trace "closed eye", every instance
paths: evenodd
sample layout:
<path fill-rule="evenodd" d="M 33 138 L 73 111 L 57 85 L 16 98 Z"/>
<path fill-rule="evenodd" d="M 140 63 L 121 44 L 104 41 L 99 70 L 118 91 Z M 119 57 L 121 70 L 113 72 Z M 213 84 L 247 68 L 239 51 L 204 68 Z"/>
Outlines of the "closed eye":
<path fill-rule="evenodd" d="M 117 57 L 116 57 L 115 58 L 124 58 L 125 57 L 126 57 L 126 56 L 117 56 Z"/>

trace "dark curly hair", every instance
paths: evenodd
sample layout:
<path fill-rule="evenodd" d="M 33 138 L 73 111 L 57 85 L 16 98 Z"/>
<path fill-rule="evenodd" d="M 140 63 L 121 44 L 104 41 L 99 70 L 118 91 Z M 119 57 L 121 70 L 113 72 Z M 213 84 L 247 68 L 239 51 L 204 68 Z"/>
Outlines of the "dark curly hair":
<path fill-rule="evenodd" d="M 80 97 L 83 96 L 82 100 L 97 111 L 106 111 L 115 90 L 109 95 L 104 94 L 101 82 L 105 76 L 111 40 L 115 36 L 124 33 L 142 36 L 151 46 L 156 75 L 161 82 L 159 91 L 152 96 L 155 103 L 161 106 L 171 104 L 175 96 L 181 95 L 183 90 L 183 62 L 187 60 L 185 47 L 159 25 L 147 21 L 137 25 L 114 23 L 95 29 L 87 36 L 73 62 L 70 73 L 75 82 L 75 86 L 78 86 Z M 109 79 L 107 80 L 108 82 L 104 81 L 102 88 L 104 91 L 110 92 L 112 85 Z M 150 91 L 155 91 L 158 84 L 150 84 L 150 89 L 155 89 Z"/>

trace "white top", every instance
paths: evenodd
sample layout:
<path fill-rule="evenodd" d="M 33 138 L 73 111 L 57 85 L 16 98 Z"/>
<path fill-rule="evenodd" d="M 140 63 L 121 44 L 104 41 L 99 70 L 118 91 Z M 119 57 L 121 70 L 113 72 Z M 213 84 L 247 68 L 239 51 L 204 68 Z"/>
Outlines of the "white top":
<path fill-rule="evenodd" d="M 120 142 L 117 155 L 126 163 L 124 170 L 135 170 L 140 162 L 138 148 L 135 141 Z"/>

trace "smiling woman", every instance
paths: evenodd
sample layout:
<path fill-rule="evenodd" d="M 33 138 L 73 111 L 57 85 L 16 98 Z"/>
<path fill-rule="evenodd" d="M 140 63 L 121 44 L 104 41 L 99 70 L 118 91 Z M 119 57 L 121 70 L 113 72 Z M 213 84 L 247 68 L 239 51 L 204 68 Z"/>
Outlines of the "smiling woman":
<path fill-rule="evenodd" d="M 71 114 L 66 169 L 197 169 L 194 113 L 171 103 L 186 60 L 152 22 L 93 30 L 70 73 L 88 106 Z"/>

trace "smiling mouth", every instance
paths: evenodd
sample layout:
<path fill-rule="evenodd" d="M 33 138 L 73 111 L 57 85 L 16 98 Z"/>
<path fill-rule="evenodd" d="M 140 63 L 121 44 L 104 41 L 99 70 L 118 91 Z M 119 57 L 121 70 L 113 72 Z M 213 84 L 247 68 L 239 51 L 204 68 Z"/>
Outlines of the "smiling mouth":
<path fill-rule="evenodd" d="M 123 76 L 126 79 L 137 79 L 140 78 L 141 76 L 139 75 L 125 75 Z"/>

**What to work on**
Render the entries from their first line through the line containing "117 57 L 116", both ends included, as a Markdown table with the columns Row and Line. Number each line in order and leave out any blank lines.

**Output of the exercise**
| Row | Line |
|---|---|
| 1 | trace "closed eye", every instance |
| 2 | paths: evenodd |
| 3 | sample layout: |
| 4 | <path fill-rule="evenodd" d="M 33 138 L 73 111 L 57 85 L 16 98 Z"/> |
| 5 | <path fill-rule="evenodd" d="M 140 63 L 121 44 L 104 41 L 99 70 L 118 91 Z M 119 57 L 121 70 L 113 72 Z M 213 84 L 247 68 L 239 51 L 204 68 Z"/> |
| 6 | Outlines of the "closed eye": |
| 7 | <path fill-rule="evenodd" d="M 117 57 L 116 57 L 115 58 L 124 58 L 125 57 L 126 57 L 126 56 L 117 56 Z"/> |